- Ketentuan Tugas A -
Tampilkan setiap baris catatan yang memuat kata "green". Perhatikan bahwa huruf besar dan huruf kecil dibedakan.

- Teks Pilihan -
Halaman

Cari Blog Ini

Oktober 25, 2025

Diskon yang Tak Pernah Benar-Benar Diskon

Langkah kaki terhenti di depan etalase yang nyaris berteriak: DISKON 70%!. Lampu sorotnya terang, warnanya berpendar merah dan kuning mencolok, seolah ingin memastikan siapa pun yang lewat tak bisa berpaling. Di dalam, deretan manekin berdiri gagah dengan label harga yang digantung seperti medali kemenangan. Musik elektro house bergema, aroma kopi dan parfum bercampur jadi satu —suasana khas supermall yang dirancang untuk membuat pengunjung betah… dan kalap.

Saya tersenyum. Beginilah cara modern menggoda manusia. Tak ada rayuan lembut, tak perlu janji manis. Cukup selembar kertas bertuliskan Sale! berukuran setengah pintu, dan ribuan langkah kaki akan mengarah ke sana, seolah dikendalikan oleh insting yang takut kehilangan kesempatan.

Label diskon memang ampuh. Cetak angkanya besar-besar, tulis potongannya tinggi-tinggi, ulang promosinya sesering mungkin —dan pembeli pun berbondong-bondong datang. Rasionalitas kalah oleh euforia. Dalam sekejap, papan bertuliskan “SALE 70%” mampu meninabobokan akal sehat yang biasanya kritis.

(Entri data tersimpan)
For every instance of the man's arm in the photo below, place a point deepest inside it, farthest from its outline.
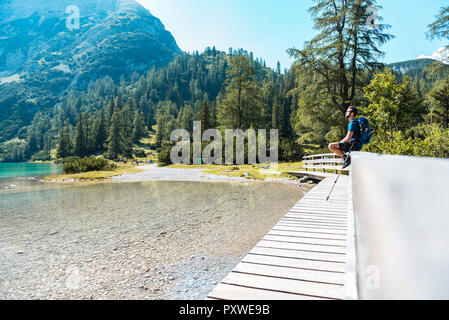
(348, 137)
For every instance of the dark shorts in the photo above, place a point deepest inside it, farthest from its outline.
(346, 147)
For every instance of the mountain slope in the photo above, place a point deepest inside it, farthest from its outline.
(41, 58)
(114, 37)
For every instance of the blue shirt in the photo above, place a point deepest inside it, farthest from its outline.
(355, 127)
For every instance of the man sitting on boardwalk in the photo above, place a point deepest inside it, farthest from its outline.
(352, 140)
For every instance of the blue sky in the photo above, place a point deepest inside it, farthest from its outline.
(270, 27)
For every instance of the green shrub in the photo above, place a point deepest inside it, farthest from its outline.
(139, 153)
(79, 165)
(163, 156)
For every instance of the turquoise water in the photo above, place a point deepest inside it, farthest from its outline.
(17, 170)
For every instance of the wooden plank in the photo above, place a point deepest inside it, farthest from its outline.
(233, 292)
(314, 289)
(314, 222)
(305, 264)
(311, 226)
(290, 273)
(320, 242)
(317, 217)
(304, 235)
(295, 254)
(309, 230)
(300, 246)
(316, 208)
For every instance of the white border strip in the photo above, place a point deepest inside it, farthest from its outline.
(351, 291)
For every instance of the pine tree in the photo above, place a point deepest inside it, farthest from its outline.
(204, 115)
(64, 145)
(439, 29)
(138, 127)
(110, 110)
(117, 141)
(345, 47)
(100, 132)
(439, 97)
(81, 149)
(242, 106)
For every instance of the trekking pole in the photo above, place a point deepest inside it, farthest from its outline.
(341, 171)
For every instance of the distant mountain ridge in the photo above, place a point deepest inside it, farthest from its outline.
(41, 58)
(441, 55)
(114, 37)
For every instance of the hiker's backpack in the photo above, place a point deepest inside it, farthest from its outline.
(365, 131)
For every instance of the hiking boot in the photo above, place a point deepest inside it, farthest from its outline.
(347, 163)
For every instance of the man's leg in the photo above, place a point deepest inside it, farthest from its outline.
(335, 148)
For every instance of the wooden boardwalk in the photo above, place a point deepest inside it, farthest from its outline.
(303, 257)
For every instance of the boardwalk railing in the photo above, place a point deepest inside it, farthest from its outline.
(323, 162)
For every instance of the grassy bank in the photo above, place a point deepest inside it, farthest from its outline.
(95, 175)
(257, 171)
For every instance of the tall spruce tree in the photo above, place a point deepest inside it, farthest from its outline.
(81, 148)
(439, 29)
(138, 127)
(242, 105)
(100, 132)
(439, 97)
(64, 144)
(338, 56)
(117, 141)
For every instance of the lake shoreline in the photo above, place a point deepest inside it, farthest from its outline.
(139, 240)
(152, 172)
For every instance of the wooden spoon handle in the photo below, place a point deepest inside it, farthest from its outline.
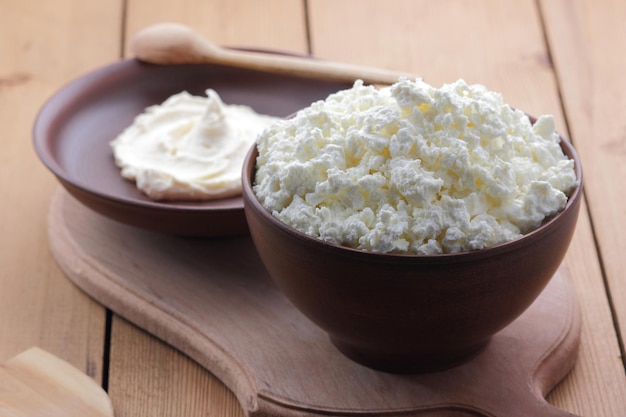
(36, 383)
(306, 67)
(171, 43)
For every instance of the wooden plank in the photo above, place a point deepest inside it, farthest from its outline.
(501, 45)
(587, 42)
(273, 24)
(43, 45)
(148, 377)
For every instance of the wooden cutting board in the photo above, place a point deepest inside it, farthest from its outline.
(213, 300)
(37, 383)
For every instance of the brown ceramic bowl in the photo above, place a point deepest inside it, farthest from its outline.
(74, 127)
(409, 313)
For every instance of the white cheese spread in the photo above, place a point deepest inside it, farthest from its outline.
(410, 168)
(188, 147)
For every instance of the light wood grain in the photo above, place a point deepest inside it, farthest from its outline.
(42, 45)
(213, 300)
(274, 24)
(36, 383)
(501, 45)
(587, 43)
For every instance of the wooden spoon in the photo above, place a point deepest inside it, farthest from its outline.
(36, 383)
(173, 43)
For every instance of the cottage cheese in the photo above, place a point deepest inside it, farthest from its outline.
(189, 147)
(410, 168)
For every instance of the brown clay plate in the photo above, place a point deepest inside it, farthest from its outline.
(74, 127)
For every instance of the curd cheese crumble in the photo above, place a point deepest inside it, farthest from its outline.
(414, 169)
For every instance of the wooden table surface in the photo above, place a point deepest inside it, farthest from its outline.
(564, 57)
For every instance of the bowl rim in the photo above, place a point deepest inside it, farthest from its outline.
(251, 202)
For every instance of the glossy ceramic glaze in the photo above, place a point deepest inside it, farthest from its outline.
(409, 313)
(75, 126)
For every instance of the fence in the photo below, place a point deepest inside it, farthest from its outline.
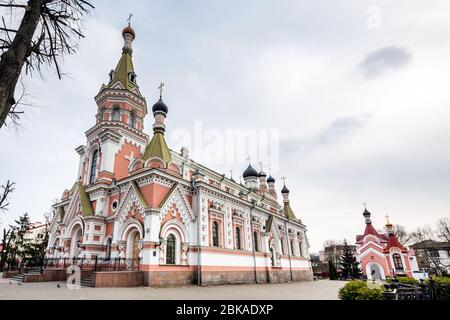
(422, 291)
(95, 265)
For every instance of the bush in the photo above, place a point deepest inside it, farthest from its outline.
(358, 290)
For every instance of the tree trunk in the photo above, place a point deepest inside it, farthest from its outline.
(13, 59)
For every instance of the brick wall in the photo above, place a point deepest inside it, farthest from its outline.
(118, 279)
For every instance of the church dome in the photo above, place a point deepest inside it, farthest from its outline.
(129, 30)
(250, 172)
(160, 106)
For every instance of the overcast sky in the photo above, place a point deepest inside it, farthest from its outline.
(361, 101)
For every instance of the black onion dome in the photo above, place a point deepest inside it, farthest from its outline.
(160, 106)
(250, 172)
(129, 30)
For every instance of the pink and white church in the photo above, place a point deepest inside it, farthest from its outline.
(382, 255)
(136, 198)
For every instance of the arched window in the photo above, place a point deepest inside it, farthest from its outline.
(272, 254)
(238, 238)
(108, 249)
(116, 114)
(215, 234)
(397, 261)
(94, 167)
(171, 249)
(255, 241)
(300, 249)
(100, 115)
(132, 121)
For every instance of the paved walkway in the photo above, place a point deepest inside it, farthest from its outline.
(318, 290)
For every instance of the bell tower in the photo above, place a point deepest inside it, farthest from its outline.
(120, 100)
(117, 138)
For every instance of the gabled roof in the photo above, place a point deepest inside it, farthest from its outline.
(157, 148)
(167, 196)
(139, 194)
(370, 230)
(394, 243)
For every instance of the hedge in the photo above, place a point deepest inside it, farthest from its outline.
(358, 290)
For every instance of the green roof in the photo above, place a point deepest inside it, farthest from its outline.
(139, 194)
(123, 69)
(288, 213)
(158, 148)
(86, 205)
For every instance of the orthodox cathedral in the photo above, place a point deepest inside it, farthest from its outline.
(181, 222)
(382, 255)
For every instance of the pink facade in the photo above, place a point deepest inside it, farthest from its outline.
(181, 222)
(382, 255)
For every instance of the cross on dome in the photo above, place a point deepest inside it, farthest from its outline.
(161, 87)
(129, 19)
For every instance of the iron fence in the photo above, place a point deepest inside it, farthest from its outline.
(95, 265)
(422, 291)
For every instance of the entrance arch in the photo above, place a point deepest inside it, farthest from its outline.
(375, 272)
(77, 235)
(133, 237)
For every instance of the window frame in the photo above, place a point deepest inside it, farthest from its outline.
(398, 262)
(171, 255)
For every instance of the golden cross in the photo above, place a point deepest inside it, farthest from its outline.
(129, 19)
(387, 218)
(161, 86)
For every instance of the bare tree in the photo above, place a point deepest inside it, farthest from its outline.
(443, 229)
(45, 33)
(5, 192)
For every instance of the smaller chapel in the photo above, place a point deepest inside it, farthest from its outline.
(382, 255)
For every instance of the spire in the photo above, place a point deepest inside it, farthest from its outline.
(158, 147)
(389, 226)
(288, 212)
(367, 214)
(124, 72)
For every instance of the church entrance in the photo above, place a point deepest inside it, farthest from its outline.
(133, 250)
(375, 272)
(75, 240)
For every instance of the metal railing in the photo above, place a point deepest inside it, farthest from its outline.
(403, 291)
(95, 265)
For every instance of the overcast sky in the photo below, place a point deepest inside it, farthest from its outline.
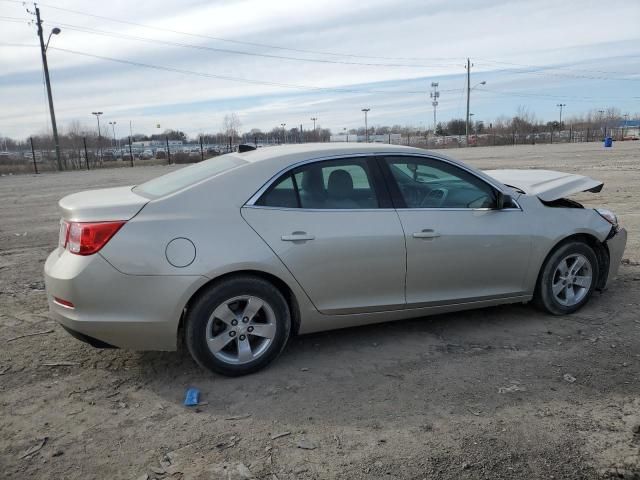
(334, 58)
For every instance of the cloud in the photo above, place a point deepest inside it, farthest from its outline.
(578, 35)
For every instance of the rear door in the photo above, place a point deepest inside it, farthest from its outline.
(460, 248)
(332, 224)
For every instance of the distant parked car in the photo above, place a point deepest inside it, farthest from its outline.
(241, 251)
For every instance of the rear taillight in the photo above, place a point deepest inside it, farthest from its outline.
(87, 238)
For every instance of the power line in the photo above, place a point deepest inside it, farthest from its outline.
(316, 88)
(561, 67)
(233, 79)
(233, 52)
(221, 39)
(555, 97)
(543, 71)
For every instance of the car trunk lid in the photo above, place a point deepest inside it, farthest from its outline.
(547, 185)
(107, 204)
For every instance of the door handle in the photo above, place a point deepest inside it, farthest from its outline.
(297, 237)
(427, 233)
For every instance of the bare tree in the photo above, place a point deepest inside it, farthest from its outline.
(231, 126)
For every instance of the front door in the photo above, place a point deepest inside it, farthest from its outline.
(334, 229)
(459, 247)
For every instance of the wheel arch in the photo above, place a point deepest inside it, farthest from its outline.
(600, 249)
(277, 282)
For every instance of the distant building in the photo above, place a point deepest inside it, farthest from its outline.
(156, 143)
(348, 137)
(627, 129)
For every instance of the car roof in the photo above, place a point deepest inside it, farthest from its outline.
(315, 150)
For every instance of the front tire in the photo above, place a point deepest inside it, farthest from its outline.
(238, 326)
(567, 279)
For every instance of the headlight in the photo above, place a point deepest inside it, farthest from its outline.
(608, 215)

- Ketentuan Tugas B -
Terjemahkan kalimat "Beginilah cara modern menggoda manusia." dari teks tentang diskon ke dalam bahasa Inggris.

- Jawaban Lengkap A -
For every instance of the green shrub in the photo above, place a point deepest inside it, farthest from its outline.
For every instance of the green roof in the photo above, place a point deepest inside it, farthest from its outline.

- Jawaban Lengkap B -
This is the modern way of tempting people.